===== TRECHO DA PÁGINA =====

Passei a ponta dos dedos sobre o trigo e meu coração parou congelado. Não morri, é claro, se estou a escrever, mas ler o que eu li apenas passando a ponta dos dedos como um cego faria, fez com que o tempo emudecesse entre a saudade e a esperança. Fiquei ali, de resto. Apenas aquela palavra a me fazer companhia. Isto era o perigo pressentido: depender de uma única palavra para se mover no tempo sem que o verbo se fizesse carne.
Foi assim que a palavra escrita se fez em mim. Não vi quando ela chegou ainda sonâmbula na madrugada da vida, nem de onde veio.
Do inconsciente constato que ao escrevê-la posso dizê-la de um outro lugar ainda não habitado pelo verbo. A sonoridade da palavra escrita é quando ela já não cabe no papel, transbordando-se assim para um lugar só meu, tão meu que sou capaz de tocá-la eroticamente com a ponta dos dedos, tal como um cego, já disse. Percebo que neste movimento meus olhos constantemente se arregalam para fora do Jardim.
Então, escrevo-a tatuada em meu corpo e, de uma maneira estranhamente mágica, vejo-a reaparecer como leitura nos olhos teus.


Ps: Ler ao som de Time after time de Chet Baker.

domingo, 8 de novembro de 2009

A palavra no silêncio


Estava rodeado de silêncios quando ela entrou em minha vida. Não é que estivesse só. Estava em silêncio. Talvez não soubesse muito bem a diferença entre silêncio e solidão. Só fui me dar conta quando ela surgiu em mim. Meus silêncios, se bem me lembro, sempre estiveram rodeados de palavras. Todas indizíveis naqueles momentos.
Desde cedo, aprendi com meu avô, que palavra guardada é água em nascente. Ainda não é rio, muito menos cachoeira, mas está rodeada de plantação que preserva o nascedouro de letras, estrofes, rimas ricas e ficções. Assim cresci, assim me senti até o momento em que não me sentia mais. Dava falta por mim. Foi por esta época que descobri a dimensão do silêncio. Não emudeci, muito pelo contrário. Nesta época falava mais. Dei para falar com nuvem cinza, vento no fim da tarde, galhos retorcidos, violoncelos, andorinhas em revoada, sapo martelo e grilos: estes eternos inimigos do silêncio. No silêncio estavam todas as palavras. Todas por dizer ou escrever. Era feliz em meus nascedouros. A palavra jorrava infâncias e eu era abduzido por letras extra-carloseduardianas. Ficava confortável naquela situação. Na infância da vida todas as palavras são bem vindas. O único problema é que ainda não sabemos disso. Então a gente sofre por acréscimo e os invernos tornam-se cada vez mais agudos e os outonos mais sinceros. Na lida diária, a tristeza toma um lugar muito especial quando aprendemos a dimensão da palavra amor. Quase sempre ela vem acompanhada de duas palavras: encontro e despedida. Parecem irmãs, mas só tomam a real dimensão de sua intensidade quando transversais ao amor. Na lida diária, a alegria toma um lugar muito especial quando aprendemos a dimensão da palavra amor. Quase sempre ela vem acompanhada de duas palavras: encontro e despedida. Parecem irmãs, mas só tomam a real dimensão de sua intensidade quando transversais ao amor.

===== DADOS FORNECIDOS =====

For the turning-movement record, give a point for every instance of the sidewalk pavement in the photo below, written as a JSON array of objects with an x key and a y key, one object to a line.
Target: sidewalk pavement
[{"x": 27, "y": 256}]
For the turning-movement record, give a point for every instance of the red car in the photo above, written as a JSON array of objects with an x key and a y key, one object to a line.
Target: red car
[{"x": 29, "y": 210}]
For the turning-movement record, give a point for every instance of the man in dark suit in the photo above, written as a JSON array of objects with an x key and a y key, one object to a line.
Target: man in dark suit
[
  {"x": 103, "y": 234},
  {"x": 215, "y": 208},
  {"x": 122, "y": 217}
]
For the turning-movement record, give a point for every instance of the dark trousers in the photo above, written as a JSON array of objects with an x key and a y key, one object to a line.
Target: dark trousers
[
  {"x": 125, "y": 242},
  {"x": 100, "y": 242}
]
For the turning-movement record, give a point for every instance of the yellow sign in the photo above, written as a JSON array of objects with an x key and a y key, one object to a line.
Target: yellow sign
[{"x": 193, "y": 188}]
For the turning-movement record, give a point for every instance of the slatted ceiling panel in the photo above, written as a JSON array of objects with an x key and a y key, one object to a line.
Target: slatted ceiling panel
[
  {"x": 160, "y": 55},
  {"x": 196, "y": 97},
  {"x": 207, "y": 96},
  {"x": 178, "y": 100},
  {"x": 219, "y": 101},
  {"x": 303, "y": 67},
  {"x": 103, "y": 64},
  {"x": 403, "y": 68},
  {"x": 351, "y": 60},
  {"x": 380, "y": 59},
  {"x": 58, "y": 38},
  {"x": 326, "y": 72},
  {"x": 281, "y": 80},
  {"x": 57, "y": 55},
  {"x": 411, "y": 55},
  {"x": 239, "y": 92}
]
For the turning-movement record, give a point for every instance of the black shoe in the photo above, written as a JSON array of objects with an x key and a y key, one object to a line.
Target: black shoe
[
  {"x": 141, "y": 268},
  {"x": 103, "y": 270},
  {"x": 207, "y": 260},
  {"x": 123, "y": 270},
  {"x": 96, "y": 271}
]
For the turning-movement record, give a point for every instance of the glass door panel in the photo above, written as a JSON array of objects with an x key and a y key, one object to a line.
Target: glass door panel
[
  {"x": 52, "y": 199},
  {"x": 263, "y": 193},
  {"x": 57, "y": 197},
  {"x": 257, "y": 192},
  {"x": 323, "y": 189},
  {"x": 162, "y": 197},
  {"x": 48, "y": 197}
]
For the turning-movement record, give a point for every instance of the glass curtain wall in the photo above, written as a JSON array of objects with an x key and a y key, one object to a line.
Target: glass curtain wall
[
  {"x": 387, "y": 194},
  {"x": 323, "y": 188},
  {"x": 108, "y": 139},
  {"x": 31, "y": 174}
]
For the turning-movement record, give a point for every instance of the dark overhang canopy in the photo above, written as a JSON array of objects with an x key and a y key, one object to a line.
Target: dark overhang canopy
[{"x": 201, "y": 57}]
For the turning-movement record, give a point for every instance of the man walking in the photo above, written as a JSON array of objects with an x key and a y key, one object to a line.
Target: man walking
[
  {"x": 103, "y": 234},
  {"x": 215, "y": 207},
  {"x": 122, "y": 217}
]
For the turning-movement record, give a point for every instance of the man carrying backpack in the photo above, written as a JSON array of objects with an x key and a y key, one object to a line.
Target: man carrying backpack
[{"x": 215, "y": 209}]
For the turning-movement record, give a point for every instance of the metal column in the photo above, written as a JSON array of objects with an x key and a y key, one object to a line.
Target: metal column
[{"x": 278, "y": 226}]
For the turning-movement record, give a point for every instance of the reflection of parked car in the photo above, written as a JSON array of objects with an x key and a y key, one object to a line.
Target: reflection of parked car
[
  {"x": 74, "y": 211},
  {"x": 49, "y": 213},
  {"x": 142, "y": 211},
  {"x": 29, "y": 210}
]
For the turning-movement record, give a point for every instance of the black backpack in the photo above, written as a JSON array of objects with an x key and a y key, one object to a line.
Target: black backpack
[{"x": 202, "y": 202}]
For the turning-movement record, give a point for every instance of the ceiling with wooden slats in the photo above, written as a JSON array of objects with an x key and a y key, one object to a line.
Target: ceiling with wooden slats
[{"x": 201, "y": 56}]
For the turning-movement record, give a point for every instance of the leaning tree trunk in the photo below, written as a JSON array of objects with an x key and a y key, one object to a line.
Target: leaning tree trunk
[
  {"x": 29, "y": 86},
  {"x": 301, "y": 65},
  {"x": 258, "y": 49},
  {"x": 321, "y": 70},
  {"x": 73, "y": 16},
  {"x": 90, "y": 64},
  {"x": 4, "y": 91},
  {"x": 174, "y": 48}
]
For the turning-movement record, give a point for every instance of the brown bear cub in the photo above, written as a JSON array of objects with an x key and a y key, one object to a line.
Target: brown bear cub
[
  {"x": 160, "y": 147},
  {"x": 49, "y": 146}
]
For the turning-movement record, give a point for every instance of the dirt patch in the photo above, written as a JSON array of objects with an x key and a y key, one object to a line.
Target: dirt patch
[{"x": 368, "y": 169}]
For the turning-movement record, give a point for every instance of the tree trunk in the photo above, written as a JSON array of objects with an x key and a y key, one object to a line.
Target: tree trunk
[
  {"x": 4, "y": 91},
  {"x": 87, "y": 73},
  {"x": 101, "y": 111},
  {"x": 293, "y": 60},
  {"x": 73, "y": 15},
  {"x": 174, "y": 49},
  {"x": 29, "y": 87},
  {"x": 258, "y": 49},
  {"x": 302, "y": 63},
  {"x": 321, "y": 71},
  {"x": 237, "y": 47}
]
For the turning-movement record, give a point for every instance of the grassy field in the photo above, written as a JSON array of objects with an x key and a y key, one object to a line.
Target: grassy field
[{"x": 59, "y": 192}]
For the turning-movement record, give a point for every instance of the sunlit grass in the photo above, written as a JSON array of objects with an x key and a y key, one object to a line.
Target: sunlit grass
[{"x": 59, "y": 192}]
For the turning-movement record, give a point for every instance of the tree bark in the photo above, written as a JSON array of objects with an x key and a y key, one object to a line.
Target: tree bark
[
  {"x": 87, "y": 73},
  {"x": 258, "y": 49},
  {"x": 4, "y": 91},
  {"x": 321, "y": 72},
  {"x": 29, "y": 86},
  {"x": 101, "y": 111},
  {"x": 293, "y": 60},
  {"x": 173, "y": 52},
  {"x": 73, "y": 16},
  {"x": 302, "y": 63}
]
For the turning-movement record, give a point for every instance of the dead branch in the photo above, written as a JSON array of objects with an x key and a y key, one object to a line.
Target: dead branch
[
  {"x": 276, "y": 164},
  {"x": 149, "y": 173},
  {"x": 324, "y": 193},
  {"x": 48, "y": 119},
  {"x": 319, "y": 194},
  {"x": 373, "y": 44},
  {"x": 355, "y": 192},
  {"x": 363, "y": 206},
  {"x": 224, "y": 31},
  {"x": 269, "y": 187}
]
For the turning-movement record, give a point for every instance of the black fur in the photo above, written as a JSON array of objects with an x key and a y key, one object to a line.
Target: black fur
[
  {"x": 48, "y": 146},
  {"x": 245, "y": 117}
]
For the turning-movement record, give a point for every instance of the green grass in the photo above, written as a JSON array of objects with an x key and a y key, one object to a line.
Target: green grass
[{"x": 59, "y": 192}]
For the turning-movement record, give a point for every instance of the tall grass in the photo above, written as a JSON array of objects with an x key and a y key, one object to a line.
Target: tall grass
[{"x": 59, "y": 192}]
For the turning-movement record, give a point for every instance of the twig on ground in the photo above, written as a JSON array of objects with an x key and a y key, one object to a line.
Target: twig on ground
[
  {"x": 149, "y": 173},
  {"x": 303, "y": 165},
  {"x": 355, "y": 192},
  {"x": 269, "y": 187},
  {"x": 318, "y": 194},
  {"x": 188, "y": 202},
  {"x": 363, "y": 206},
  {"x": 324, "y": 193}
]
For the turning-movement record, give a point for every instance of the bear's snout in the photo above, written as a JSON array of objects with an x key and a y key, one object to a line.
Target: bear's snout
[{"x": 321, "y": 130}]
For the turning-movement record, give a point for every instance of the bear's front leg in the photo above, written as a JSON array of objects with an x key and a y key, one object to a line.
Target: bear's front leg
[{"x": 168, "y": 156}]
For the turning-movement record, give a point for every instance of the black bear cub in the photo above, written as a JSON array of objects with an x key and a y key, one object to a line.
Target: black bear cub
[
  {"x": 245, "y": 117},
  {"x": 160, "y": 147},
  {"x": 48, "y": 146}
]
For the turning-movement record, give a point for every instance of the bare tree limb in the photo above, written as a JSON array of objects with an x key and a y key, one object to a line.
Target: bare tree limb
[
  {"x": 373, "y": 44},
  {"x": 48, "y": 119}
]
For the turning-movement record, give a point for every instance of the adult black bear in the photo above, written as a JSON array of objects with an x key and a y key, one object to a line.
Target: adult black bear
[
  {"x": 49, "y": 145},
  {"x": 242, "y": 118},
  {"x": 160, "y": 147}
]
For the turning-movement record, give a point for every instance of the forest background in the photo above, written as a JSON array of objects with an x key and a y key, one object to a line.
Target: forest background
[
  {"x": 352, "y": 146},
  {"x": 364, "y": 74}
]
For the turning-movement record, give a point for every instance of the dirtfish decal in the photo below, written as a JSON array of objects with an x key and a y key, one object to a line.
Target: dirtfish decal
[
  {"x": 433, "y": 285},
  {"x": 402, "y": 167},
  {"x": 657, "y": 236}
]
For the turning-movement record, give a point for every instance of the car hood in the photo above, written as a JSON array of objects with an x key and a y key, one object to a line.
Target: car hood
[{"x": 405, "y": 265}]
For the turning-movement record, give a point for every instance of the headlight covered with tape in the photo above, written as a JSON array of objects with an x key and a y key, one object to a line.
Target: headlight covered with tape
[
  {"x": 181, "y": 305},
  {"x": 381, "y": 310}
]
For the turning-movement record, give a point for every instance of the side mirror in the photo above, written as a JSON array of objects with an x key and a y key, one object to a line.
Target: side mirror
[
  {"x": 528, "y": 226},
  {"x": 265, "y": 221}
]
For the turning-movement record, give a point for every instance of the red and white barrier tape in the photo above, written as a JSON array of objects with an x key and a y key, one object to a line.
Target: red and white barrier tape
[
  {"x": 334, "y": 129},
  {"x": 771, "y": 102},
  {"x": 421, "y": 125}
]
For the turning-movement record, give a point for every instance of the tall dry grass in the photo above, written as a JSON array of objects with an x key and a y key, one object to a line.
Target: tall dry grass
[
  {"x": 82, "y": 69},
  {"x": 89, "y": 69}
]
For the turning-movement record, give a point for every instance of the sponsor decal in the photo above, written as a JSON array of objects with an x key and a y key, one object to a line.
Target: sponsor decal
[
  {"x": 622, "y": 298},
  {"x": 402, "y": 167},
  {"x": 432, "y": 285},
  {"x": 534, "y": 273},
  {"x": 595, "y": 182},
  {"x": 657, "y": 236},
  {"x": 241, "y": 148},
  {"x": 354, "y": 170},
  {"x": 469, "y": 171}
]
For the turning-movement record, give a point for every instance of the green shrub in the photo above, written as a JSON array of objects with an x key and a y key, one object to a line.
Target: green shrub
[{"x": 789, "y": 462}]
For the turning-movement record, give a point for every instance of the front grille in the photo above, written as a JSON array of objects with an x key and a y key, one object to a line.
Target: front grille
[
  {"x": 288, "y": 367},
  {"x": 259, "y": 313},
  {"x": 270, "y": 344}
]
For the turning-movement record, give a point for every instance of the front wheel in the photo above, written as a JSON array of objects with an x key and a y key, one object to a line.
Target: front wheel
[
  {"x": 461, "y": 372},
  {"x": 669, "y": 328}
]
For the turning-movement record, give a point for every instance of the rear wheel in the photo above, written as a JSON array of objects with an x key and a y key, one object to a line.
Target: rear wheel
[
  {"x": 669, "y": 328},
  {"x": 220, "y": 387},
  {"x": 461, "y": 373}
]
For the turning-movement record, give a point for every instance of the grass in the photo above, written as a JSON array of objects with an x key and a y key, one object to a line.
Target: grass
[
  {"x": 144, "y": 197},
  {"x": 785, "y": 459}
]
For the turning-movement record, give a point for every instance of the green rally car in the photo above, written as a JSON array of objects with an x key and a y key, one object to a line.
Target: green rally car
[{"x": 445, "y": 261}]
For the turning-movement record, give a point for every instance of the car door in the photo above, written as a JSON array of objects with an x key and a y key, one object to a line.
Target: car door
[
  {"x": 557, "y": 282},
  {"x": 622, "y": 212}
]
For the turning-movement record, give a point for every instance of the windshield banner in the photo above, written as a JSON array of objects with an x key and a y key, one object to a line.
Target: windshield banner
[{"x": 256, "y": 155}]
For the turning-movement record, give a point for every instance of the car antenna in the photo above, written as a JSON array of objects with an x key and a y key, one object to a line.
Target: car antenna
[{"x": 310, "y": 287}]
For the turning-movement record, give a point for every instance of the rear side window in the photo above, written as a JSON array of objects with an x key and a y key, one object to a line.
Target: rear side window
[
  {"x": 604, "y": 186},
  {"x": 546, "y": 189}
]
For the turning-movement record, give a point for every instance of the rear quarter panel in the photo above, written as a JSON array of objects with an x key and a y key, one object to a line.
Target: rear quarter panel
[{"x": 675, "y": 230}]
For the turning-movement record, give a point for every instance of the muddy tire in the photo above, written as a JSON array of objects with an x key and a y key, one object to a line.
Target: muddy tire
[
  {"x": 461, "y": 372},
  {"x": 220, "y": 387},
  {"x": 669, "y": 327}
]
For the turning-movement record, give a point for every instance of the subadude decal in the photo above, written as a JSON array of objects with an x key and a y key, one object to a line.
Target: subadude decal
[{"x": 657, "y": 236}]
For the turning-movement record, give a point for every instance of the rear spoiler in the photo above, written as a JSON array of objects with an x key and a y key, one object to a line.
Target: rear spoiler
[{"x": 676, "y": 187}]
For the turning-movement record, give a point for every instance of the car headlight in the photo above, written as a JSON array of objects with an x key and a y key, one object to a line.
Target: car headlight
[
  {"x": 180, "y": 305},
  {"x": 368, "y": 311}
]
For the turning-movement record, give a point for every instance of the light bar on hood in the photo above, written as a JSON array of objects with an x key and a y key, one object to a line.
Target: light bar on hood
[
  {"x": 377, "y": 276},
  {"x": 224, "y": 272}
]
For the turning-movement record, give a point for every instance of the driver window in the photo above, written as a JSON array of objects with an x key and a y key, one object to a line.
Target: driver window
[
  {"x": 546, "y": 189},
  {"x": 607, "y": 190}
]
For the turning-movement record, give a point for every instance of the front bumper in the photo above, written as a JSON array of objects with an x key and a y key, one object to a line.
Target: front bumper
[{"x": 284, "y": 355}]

=====

TAREFA ESCRITA A | No texto sobre a palavra e o silêncio, o que o avô ensinou sobre a palavra guardada?
TAREFA ESCRITA B | Prossiga com o texto sobre a palavra e o silêncio a partir do ponto em que ele termina.

RESPOSTA ESCRITA A | Que palavra guardada é água em nascente.

RESPOSTA ESCRITA B |
Na infância era muito difícil saber quando uma frase encontrava seu crepúsculo e outra iniciava um opúsculo. Na infância tudo ainda está por nascer. Nem o silêncio é todo. Alguns ruídos extremados de ansiedade parecem querer nortear o coração, mas falseiam ainda na puberdade das palavras.
...estava rodeado de silêncios quando ela entrou em minha vida. Maduro, estava longe de antigas nascentes. Talvez nem lembrasse mais delas. Haviam ficado escorridas, cada uma com sua indizível dor pelo estuário da memória.
Habitar a palavra é habitar o seu indizível? É negociar com ela sua passagem mais delicada pelo tempo de sua morte? Tenho a suspeita de que deixar uma palavra morrer é escrevê-la. Porque viver é também morrer aos poucos já que a vida inaugura a morte. Viva, a palavra em mim habita. Morta, ela jaz no papel e já não me pertence.
Abandono palavras como um pássaro abandona seu ninho quando aprende a voar. Aprendi com meu avô a escrever palavras nos bancos das praças, nos olhos dos morcegos, no escuro da noite, antes de virar uma página, nas asas das corujas, enfim, em todos os lugares em que habitasse com meus silêncios. Só não lembrei de perguntá-lo como é que se evita a ilusão no amor. Se ele estivesse aqui eu novamente estufaria o peito, como fiz tantas vezes em criança, e perguntaria: vô, como é que se escreve uma palavra no meio do amor? Isso ele não me ensinou. Fico então achando que "nós dois somos um só". Mas o engano não cabe em meus silêncios. Então escrevo a procura da verdade. Não-toda, bem sei. O contrário seria beirar a loucura. Mas, quantas vezes na história da humanidade o amor não esteve íntimo da loucura? Escrevo. Escrevo loucamente e sorrio como os lagartos camaleônicos. Assim, as palavras me desabitam deixando-me esverdeado em meus silêncios e esperanças.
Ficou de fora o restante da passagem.